Start of Information shown

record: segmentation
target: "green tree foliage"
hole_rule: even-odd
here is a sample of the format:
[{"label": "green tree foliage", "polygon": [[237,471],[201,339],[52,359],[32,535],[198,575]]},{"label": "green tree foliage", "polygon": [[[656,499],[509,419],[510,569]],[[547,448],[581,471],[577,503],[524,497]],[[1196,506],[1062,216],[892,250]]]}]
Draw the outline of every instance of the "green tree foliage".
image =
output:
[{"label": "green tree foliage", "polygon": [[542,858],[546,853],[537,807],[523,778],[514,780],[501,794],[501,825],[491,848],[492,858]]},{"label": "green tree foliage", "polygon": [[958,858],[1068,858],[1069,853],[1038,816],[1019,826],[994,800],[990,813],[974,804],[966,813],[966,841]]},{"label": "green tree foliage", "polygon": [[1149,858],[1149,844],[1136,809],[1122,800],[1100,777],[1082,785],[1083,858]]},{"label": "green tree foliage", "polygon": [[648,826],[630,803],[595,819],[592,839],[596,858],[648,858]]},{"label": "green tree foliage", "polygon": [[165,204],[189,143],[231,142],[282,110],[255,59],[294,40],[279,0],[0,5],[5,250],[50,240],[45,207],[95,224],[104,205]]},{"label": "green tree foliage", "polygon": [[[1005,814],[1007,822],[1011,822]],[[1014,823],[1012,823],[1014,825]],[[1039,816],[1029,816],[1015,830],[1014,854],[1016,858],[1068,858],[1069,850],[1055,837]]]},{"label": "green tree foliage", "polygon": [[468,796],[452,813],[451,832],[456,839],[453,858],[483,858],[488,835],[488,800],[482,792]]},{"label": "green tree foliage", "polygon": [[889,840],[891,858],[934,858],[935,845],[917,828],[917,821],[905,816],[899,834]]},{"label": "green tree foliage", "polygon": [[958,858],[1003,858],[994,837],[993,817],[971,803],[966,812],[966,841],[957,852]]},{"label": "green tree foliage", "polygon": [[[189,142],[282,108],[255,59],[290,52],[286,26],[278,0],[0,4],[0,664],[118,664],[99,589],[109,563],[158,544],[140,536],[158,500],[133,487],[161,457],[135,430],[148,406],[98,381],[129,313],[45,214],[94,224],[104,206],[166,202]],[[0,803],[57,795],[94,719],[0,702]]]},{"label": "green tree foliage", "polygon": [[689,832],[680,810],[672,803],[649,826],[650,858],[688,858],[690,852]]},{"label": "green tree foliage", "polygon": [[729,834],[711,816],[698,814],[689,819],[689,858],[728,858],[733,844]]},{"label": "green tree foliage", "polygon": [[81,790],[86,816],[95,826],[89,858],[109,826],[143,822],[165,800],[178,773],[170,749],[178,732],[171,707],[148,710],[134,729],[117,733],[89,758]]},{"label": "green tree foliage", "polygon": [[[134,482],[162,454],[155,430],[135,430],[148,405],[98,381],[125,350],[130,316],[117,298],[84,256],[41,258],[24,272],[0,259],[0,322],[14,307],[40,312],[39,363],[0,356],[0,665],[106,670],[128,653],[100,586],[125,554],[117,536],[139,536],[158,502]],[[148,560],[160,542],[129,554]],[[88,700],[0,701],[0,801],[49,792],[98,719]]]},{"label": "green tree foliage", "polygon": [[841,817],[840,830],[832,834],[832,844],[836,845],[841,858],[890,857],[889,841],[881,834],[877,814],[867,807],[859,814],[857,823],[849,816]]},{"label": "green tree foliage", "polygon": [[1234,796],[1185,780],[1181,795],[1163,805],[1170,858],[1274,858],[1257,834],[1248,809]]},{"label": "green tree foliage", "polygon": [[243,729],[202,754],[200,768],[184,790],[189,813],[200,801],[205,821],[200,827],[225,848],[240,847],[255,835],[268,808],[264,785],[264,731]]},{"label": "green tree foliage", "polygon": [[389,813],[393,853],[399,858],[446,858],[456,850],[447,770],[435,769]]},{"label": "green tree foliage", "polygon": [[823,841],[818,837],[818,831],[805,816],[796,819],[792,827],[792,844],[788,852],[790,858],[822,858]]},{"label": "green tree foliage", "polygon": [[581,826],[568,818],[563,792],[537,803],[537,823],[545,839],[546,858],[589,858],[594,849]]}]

End of Information shown

* [Directive]: Copy out every entry above word for word, with nothing changed.

* [Output for this exercise]:
record: segmentation
target: "green tree foliage"
hole_rule: even-odd
here is a sample of the format:
[{"label": "green tree foliage", "polygon": [[237,471],[201,339],[52,359],[32,535],[198,575]]},{"label": "green tree foliage", "polygon": [[[656,499],[509,419],[510,569]],[[547,448],[581,471],[577,503],[524,497]],[[1196,506],[1062,216],[892,250]]]}]
Draw the outline of every instance of the "green tree foliage".
image =
output:
[{"label": "green tree foliage", "polygon": [[542,858],[546,853],[537,807],[523,778],[514,780],[501,794],[501,825],[491,848],[492,858]]},{"label": "green tree foliage", "polygon": [[958,858],[1068,858],[1069,853],[1038,816],[1019,826],[994,800],[990,813],[974,804],[966,813],[966,841]]},{"label": "green tree foliage", "polygon": [[1149,858],[1149,844],[1136,809],[1122,800],[1100,777],[1082,785],[1083,858]]},{"label": "green tree foliage", "polygon": [[648,826],[630,803],[595,819],[592,839],[596,858],[648,858]]},{"label": "green tree foliage", "polygon": [[165,204],[189,143],[231,142],[282,110],[255,59],[294,40],[279,0],[0,5],[5,250],[50,240],[45,207],[95,224],[104,205]]},{"label": "green tree foliage", "polygon": [[[1005,814],[1007,822],[1011,822]],[[1014,823],[1012,823],[1014,825]],[[1039,816],[1029,816],[1015,830],[1014,854],[1016,858],[1068,858],[1069,850],[1055,837]]]},{"label": "green tree foliage", "polygon": [[468,796],[452,813],[451,832],[456,839],[453,858],[483,858],[488,835],[488,800],[482,792]]},{"label": "green tree foliage", "polygon": [[889,840],[891,858],[934,858],[935,845],[917,828],[917,821],[905,816],[899,834]]},{"label": "green tree foliage", "polygon": [[958,858],[1003,858],[994,837],[993,817],[971,803],[966,812],[966,841],[957,852]]},{"label": "green tree foliage", "polygon": [[[189,142],[282,108],[255,59],[290,52],[286,26],[278,0],[0,4],[0,664],[118,664],[99,589],[109,563],[158,544],[140,536],[158,500],[133,487],[161,457],[135,430],[148,406],[98,381],[129,313],[45,214],[94,224],[104,206],[166,202]],[[0,803],[57,795],[94,719],[0,702]]]},{"label": "green tree foliage", "polygon": [[689,832],[680,810],[672,803],[649,826],[650,858],[688,858],[690,852]]},{"label": "green tree foliage", "polygon": [[729,834],[711,816],[698,814],[689,819],[689,858],[728,858],[733,844]]},{"label": "green tree foliage", "polygon": [[81,790],[86,816],[95,826],[89,858],[109,826],[143,822],[165,800],[178,773],[170,749],[178,732],[171,707],[148,710],[134,729],[117,733],[89,758]]},{"label": "green tree foliage", "polygon": [[[134,482],[162,454],[155,430],[135,430],[148,405],[98,381],[125,350],[130,316],[117,298],[84,256],[41,258],[24,272],[0,259],[0,322],[14,307],[40,312],[39,363],[0,356],[0,665],[106,670],[128,653],[100,586],[125,554],[117,536],[139,536],[158,502]],[[148,560],[160,542],[129,554]],[[88,700],[0,701],[0,801],[49,792],[98,719]]]},{"label": "green tree foliage", "polygon": [[841,817],[840,830],[832,834],[832,844],[836,845],[841,858],[890,857],[889,841],[881,834],[877,814],[867,807],[859,814],[857,823],[849,816]]},{"label": "green tree foliage", "polygon": [[1234,796],[1185,780],[1181,795],[1163,805],[1170,858],[1274,858],[1257,834],[1248,809]]},{"label": "green tree foliage", "polygon": [[243,729],[202,754],[200,768],[184,790],[189,813],[200,801],[205,821],[200,827],[225,848],[240,847],[255,835],[268,808],[264,785],[264,731]]},{"label": "green tree foliage", "polygon": [[389,813],[393,853],[399,858],[446,858],[456,850],[447,770],[435,769]]},{"label": "green tree foliage", "polygon": [[823,841],[818,837],[818,831],[805,816],[796,819],[792,827],[792,844],[788,852],[790,858],[822,858]]},{"label": "green tree foliage", "polygon": [[581,826],[568,818],[563,792],[537,803],[537,823],[545,839],[546,858],[589,858],[594,849]]}]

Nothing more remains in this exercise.